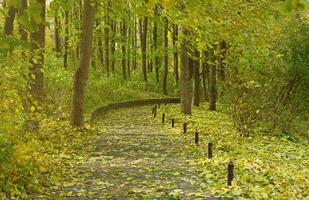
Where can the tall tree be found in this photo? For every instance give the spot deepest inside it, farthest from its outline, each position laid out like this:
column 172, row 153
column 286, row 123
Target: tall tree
column 176, row 57
column 80, row 78
column 185, row 93
column 196, row 78
column 66, row 39
column 9, row 20
column 37, row 39
column 165, row 72
column 212, row 80
column 143, row 36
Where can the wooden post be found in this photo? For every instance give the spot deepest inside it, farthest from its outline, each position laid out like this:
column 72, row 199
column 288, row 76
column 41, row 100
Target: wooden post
column 196, row 137
column 210, row 145
column 185, row 127
column 230, row 173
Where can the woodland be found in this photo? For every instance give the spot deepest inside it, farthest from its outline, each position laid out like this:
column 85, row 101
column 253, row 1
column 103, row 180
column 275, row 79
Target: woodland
column 229, row 86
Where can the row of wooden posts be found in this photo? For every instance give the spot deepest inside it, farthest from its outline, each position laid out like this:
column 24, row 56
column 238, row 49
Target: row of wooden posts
column 230, row 166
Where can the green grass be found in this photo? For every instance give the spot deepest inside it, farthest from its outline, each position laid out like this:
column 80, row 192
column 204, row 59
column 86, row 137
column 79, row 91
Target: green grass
column 266, row 167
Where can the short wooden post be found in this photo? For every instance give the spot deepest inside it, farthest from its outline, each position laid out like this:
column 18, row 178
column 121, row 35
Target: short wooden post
column 230, row 173
column 163, row 117
column 184, row 127
column 210, row 145
column 196, row 137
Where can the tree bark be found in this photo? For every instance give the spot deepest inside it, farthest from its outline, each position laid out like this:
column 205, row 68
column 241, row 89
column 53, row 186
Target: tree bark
column 196, row 76
column 37, row 39
column 22, row 31
column 123, row 47
column 81, row 74
column 143, row 36
column 9, row 21
column 106, row 39
column 165, row 72
column 176, row 57
column 57, row 35
column 205, row 77
column 66, row 40
column 100, row 45
column 212, row 81
column 185, row 93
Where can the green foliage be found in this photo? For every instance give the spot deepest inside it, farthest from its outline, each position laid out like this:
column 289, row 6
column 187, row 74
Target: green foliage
column 265, row 166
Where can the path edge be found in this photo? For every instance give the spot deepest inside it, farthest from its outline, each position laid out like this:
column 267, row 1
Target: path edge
column 127, row 104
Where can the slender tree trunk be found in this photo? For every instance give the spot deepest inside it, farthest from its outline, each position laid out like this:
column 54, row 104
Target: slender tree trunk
column 135, row 43
column 66, row 40
column 155, row 43
column 80, row 78
column 143, row 33
column 106, row 36
column 185, row 93
column 113, row 44
column 57, row 35
column 123, row 47
column 196, row 76
column 37, row 39
column 22, row 31
column 129, row 51
column 205, row 77
column 165, row 57
column 100, row 45
column 212, row 81
column 9, row 21
column 176, row 57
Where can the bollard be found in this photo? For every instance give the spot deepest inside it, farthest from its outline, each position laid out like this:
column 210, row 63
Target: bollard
column 185, row 127
column 210, row 144
column 196, row 137
column 230, row 173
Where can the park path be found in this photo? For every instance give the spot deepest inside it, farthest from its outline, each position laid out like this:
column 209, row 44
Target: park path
column 136, row 159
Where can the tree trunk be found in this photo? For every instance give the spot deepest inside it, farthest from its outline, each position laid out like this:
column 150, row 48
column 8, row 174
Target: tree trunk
column 185, row 94
column 100, row 45
column 113, row 44
column 9, row 21
column 123, row 47
column 212, row 81
column 196, row 76
column 81, row 74
column 155, row 43
column 143, row 36
column 205, row 77
column 37, row 39
column 165, row 57
column 129, row 51
column 57, row 35
column 176, row 59
column 66, row 40
column 22, row 31
column 106, row 39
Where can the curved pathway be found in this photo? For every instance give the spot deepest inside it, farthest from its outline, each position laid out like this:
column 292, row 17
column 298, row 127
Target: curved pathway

▶ [ASSIGNED TASK]:
A verbatim copy of every entry is wanted; the pictures stay out of it.

▶ [ANSWER FOR THIS EXERCISE]:
Where can the tall tree be found in this photo? For every instance give the spot deepest inside it, farthest from its outline, each position laid out like this:
column 172, row 153
column 286, row 123
Target: tall tree
column 176, row 57
column 80, row 78
column 185, row 93
column 196, row 78
column 66, row 39
column 9, row 20
column 37, row 39
column 165, row 72
column 212, row 80
column 143, row 36
Where can the wooden post be found in this photo? For every instance give the spot deepest inside it, farthest from its outline, each position laid out like this:
column 72, row 199
column 288, row 76
column 41, row 100
Target: wooden post
column 196, row 137
column 210, row 145
column 185, row 127
column 230, row 173
Where can the woodland be found in this photo? For every instance give the spot deepest inside it, farthest from its outline, each position laid out like this:
column 85, row 101
column 253, row 1
column 103, row 180
column 275, row 79
Target: woodland
column 229, row 86
Where can the row of wooden posts be found in this photo? For every instance give the spot deepest inside it, farthest from its outline, each position laid out like this:
column 24, row 56
column 238, row 49
Target: row of wooden posts
column 230, row 166
Where can the green grass be found in this photo? For every instance give the spot deepest inside it, farthest from its outline, each position laid out like this:
column 80, row 192
column 204, row 59
column 86, row 137
column 79, row 91
Target: green grass
column 266, row 167
Where can the short wooden post be found in this photo? For every instance give the spot deepest inside it, farthest from its outline, each position laid out like this:
column 18, row 178
column 121, row 35
Target: short wooden post
column 230, row 173
column 163, row 117
column 184, row 127
column 210, row 145
column 196, row 137
Where can the tree bark be found in this photo? For every instance give the spot deepest inside it, farthest from its outline, each position laid out like this:
column 205, row 68
column 241, row 89
column 53, row 186
Target: tree bark
column 196, row 76
column 37, row 39
column 22, row 31
column 123, row 47
column 81, row 74
column 143, row 36
column 9, row 21
column 106, row 39
column 165, row 72
column 176, row 57
column 57, row 35
column 205, row 77
column 66, row 40
column 100, row 45
column 212, row 81
column 185, row 93
Where can the green foliage be found in this photo? For every instance give the spot deepest inside it, farthest from its outline, each position laid out like this:
column 289, row 6
column 187, row 74
Target: green foliage
column 265, row 166
Where can the path edge be found in this photo? For every instance give the spot deepest inside it, farthest from its outline, each position laid out like this:
column 267, row 1
Target: path edge
column 127, row 104
Where can the slender tree trunk be found in this photo? For every instance give the spot deepest inside it, farthest from its outline, each position laid out like this:
column 54, row 104
Target: slender tree trunk
column 135, row 43
column 66, row 40
column 155, row 43
column 80, row 78
column 143, row 33
column 106, row 36
column 185, row 93
column 113, row 44
column 57, row 35
column 123, row 47
column 196, row 76
column 37, row 39
column 22, row 31
column 129, row 51
column 205, row 77
column 165, row 57
column 100, row 45
column 212, row 81
column 9, row 21
column 176, row 57
Where can the bollard be found in this photo? For every instance give the spot deepest inside it, farthest from its outline, each position laid out like this:
column 210, row 63
Target: bollard
column 185, row 127
column 210, row 144
column 196, row 137
column 230, row 173
Where can the park path be found in this photo? For every instance give the spot deepest inside it, farthest from its outline, each position laid out like this:
column 209, row 44
Target: park path
column 136, row 159
Where can the tree trunk be found in this photo? For every instance give the spot deepest inside it, farthest from its outline, each position laid out like this:
column 150, row 48
column 8, row 174
Target: tree trunk
column 185, row 94
column 100, row 45
column 113, row 44
column 9, row 21
column 123, row 47
column 212, row 81
column 196, row 76
column 81, row 74
column 155, row 43
column 143, row 36
column 205, row 77
column 37, row 39
column 165, row 57
column 129, row 51
column 57, row 35
column 176, row 59
column 66, row 40
column 22, row 31
column 106, row 39
Where can the curved pathway be found in this photo? For every instance give the spot deepest inside it, farthest from its outline, each position laid out like this:
column 292, row 17
column 298, row 127
Target: curved pathway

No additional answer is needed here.